▸ FRAGMENT TEKSTU
Jest nim Ansel Elgort. Mi się on podoba, a wy co myslicie? Zresztą sam autor książki napisał 'kilka' słów o aktorach grających głównych bohaterów na swoim tumblrze: http://fishingboatproceeds.tumblr.com/post/50159508091/1-shailene-woodley-is-a-b rilliant-actress-and
A i taka ciekawostka, Shailene Woodley i Ansel Elgort beda grać rodzeństwo w adaptacji książki ' Niezgodna' xD
szczerze powiedziawszy mi on z pięciu kandydatów podobał się najmniej, ale jeśli go wystylizują na prostego chłopaka, to czemu nie ;) to tylko moje wyobrażenie Gusa.
Pozdrawiam!
W sumie to jak pokazano mi tych pięciu aktorów to on podobał mi się najmniej, tak jak użytkowniczce wyżej. Bez doświadczenia i w dodatku jakoś nie urzekał aparycją. Ale się nie załamywałam, bo wierzę Johnowi na słowo. Skoro dostał rolę, musiał być ku temu powód. Wygląd w sumie jakoś mi nie przeszkadza. Jak czytam książkę to dalej mam w głowie swojego własnego Augustusa, myślę że po ekranizacji się to nie zmieni. Jest mój Gus i jest Ansel. Jest książka i jest film. Dwie inne rzeczy. Amen. Z resztą, pogapiłam się już trochę na jego zdjęcia i uważam, że ma coś takiego w sobie, co sprawia, że chce się na niego patrzeć. Jeżeli się postara i faktycznie ma talent aktorski to TFiOS może otworzyć mu drzwi do sporej kariery, bo film i sama postać Watersa ma wielki potencjał. Sprostanie oczekiwaniom fanów będzie ciężkie, ale ja mam po prostu nadzieję, że nie zrobią z tego czegoś w stylu "Now Is Good", które okazało się dla mnie po prostu romansidłem z chorobą w tle i smutnym zakończeniem ( a w dodatku troszkę irytującą bohaterką, ale plus dla twórców, że odeszli od "ideału pełnych stoicyzmu i determinacji chorych, którzy okazując nadludzką siłę, heroicznie walczą z rakiem, nigdy nie narzekają i uśmiechają się do samego końca i tak dalej", cytując Greena.)

▸ PRZEKAZANE DANE

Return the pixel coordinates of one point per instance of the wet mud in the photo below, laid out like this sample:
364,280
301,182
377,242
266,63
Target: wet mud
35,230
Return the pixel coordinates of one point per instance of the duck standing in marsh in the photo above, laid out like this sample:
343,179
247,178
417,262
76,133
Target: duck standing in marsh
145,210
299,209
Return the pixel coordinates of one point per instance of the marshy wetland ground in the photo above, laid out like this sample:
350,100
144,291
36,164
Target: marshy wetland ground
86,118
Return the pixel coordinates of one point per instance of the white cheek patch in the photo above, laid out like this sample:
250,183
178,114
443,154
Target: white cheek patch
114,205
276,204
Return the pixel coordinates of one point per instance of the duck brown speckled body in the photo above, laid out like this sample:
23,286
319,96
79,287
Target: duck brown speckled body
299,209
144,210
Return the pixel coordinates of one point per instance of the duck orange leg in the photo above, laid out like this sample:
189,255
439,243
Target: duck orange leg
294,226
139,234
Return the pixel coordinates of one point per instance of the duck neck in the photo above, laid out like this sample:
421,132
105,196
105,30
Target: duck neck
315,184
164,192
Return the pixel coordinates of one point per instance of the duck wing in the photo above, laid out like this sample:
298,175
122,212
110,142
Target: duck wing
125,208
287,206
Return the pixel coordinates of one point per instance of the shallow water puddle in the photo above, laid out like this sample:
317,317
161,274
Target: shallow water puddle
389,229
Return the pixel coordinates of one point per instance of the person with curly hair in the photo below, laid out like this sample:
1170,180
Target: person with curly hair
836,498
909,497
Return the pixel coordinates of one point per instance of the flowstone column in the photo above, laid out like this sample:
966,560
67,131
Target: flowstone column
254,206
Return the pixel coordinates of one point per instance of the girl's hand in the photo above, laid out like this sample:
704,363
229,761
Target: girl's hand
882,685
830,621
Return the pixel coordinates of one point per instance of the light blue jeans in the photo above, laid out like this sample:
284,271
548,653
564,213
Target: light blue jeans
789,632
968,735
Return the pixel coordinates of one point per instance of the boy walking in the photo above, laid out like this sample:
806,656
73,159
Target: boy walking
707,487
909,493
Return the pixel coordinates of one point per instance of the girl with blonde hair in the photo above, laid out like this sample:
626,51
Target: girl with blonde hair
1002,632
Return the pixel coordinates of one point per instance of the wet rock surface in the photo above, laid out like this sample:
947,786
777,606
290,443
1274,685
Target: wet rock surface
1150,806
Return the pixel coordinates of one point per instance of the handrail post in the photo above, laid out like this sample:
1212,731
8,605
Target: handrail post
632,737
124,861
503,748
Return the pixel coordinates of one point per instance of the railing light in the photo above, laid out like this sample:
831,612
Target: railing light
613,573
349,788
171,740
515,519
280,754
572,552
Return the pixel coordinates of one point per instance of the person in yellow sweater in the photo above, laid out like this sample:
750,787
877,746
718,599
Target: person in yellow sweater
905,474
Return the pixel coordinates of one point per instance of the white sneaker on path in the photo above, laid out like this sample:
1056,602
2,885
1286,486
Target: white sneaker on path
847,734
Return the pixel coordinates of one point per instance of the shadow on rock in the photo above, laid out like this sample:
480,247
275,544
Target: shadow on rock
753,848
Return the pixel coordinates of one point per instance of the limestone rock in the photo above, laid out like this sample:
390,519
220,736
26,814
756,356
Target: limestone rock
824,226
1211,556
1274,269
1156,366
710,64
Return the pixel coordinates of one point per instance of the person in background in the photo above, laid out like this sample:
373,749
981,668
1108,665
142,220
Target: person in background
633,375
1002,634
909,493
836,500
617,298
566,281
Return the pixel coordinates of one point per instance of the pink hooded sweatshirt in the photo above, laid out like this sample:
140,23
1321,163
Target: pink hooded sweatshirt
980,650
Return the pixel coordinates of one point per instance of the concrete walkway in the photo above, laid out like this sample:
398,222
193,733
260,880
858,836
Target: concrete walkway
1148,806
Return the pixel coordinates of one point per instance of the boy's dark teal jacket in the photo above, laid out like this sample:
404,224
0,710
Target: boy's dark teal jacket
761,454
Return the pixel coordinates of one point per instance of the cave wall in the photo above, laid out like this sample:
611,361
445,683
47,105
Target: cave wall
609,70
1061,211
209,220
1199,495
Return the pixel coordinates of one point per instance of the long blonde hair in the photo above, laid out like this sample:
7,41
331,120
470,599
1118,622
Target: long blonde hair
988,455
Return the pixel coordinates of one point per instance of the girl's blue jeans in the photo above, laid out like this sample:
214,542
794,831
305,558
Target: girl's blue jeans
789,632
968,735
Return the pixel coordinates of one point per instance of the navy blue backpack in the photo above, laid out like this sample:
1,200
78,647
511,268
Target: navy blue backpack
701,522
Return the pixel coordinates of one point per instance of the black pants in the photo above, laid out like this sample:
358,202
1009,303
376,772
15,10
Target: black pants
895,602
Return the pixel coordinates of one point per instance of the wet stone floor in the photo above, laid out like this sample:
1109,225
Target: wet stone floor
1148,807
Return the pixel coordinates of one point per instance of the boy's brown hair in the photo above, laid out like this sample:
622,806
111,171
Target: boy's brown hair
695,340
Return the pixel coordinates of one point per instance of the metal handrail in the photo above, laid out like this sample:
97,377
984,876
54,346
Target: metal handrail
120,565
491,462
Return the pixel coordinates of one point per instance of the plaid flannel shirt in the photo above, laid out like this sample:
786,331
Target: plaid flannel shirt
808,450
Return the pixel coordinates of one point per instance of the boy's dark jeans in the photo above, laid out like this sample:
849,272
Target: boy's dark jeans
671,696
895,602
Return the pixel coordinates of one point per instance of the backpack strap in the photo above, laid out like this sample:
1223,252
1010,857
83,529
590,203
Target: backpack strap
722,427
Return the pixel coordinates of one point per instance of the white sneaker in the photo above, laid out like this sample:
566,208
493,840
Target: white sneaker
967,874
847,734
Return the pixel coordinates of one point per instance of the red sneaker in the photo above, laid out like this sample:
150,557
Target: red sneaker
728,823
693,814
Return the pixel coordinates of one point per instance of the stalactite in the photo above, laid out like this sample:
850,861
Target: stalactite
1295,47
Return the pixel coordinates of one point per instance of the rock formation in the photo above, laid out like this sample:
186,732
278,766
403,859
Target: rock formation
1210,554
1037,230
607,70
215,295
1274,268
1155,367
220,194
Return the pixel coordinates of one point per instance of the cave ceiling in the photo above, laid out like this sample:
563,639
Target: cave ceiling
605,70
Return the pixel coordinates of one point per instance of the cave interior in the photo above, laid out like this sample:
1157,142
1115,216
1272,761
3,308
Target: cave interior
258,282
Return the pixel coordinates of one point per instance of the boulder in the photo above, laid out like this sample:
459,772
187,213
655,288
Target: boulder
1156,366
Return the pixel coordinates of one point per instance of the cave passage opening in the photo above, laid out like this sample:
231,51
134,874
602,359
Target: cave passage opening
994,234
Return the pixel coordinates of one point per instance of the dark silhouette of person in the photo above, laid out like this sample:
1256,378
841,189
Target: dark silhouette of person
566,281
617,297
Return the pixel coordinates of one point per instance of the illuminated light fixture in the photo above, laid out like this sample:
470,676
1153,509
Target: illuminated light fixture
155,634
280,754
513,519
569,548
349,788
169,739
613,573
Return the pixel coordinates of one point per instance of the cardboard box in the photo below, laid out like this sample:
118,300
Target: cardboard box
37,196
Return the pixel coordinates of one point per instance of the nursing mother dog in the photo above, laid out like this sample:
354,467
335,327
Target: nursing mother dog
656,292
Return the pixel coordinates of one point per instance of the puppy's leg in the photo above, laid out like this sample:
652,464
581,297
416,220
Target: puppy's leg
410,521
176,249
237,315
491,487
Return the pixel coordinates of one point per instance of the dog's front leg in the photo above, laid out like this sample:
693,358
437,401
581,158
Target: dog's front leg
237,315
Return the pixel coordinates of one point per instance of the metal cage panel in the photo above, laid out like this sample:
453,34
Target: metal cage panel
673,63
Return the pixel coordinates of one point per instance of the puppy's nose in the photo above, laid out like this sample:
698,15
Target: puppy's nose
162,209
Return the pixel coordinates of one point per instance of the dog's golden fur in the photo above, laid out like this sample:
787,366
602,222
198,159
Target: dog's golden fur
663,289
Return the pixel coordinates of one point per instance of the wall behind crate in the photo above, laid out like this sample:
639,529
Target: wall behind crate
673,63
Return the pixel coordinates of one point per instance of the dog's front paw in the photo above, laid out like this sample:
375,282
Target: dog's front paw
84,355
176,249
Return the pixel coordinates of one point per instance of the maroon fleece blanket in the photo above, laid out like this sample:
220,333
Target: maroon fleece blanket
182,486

▸ ZESTAW ZADAŃ
- A) Podaj wszystkie tytuły książek lub filmów, które tekst o obsadzie wymienia z nazwy.
- B) Przepisz z tekstu o obsadzie fragment, który zaczyna się od słów "Jest nim Ansel" i kończy po słowach "Pozdrawiam!".

▸ ODPOWIEDZI DO ZADAŃ
- A)
Niezgodna
TFiOS
Now Is Good

- B)
Jest nim Ansel Elgort. Mi się on podoba, a wy co myslicie? Zresztą sam autor książki napisał 'kilka' słów o aktorach grających głównych bohaterów na swoim tumblrze: http://fishingboatproceeds.tumblr.com/post/50159508091/1-shailene-woodley-is-a-b rilliant-actress-and
A i taka ciekawostka, Shailene Woodley i Ansel Elgort beda grać rodzeństwo w adaptacji książki ' Niezgodna' xD
szczerze powiedziawszy mi on z pięciu kandydatów podobał się najmniej, ale jeśli go wystylizują na prostego chłopaka, to czemu nie ;) to tylko moje wyobrażenie Gusa.
Pozdrawiam!